Using the information —
**1)** In the "Stay Thirsty" text, what takes talent over the top into success?
**2)** From the "Stay Thirsty" text, pull out the passage between "The chaser that" and "success and fulfillment.", inclusive, word for word.

━━━ Document text

Stay Thirsty

I think a lot about success and its underpinnings. Talent is key, but it will only gain you entrance to a crowded VIP room. Kind of like Platinum Medallion on Delta: you think you’re special, but at LaGuardia, you realize there are a lot of you. Let’s assume you are exceptionally talented. Maybe even in the top 1 percent. Congrats: you join 75 million people, the population of Germany, all vying for more than their share of the world’s resources. When I ask young adults to describe the life they aspire to, most of them outline an environment and accoutrements that are the ecosystem of a cohort that contains millions. Or to put it another way, most young people reading this book likely aspire to be in the top .1 percent. And talent alone won’t get you within spitting distance of .1 percent.

The chaser that takes talent over the top into success is hunger. Hunger can come from a lot of places. I don’t think I was born with it. I have a great deal of insecurity and fear, which, coupled with the instincts we all have, has resulted in hunger. Understanding where hunger comes from can illuminate the difference between success and fulfillment.

For the first eighteen years of my life, I didn’t work hard. At UCLA, we all started as nice, smart, attractive people (“eighteen” and “attractive” are redundant), who had crushes on each other based on a clumsy sense of attraction (“she’s hot” / “he’s cool”). But by senior year, the women were gravitating toward guys who had their shit together, showed early signs of success, or having rich parents, already had the trappings of success, like weekends at their parents’ pads in Aspen or Palm Springs.

━━━━━━
━━━ Provided material

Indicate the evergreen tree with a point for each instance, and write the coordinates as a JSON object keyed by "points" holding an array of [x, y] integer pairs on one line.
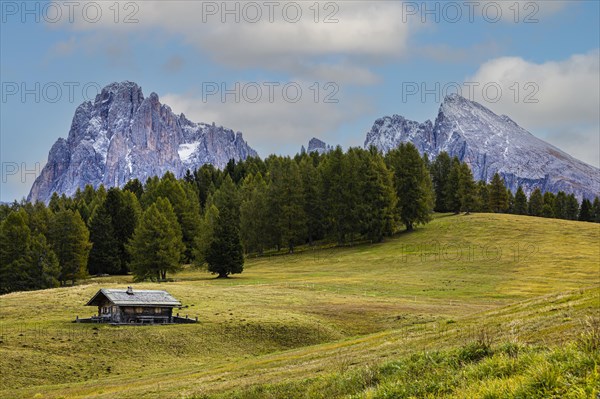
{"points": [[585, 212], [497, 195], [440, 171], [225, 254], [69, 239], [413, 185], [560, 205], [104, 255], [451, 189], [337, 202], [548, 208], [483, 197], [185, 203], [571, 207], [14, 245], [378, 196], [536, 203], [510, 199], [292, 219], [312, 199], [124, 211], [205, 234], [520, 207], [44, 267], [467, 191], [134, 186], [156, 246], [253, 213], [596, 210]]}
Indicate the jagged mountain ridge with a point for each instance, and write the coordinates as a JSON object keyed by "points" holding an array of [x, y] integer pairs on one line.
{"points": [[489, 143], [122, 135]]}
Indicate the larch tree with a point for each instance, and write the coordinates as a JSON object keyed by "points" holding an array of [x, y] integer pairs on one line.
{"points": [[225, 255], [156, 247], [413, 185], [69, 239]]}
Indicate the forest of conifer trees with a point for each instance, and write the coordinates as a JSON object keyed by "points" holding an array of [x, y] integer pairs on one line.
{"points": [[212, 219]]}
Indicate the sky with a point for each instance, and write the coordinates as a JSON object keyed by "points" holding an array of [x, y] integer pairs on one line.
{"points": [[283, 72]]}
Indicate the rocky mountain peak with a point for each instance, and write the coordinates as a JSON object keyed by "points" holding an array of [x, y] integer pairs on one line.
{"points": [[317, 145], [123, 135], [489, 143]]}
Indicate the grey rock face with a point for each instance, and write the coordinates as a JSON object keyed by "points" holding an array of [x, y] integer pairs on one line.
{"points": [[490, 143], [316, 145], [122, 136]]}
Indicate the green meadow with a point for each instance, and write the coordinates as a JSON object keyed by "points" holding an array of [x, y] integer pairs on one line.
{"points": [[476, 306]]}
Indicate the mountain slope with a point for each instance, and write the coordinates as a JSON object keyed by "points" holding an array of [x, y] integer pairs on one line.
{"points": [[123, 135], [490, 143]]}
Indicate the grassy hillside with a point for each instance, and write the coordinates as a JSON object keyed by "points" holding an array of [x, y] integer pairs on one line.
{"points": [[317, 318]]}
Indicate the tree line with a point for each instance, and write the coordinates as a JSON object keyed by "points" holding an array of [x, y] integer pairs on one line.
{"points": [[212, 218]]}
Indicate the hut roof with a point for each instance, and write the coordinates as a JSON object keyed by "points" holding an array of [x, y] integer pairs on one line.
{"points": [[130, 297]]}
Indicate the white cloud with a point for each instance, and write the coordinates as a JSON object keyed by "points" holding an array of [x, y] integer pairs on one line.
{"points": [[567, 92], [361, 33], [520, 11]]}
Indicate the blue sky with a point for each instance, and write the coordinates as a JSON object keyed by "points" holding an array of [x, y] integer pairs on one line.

━━━━━━

Answers for the tasks —
**1)** Hunger

**2)**
The chaser that takes talent over the top into success is hunger. Hunger can come from a lot of places. I don’t think I was born with it. I have a great deal of insecurity and fear, which, coupled with the instincts we all have, has resulted in hunger. Understanding where hunger comes from can illuminate the difference between success and fulfillment.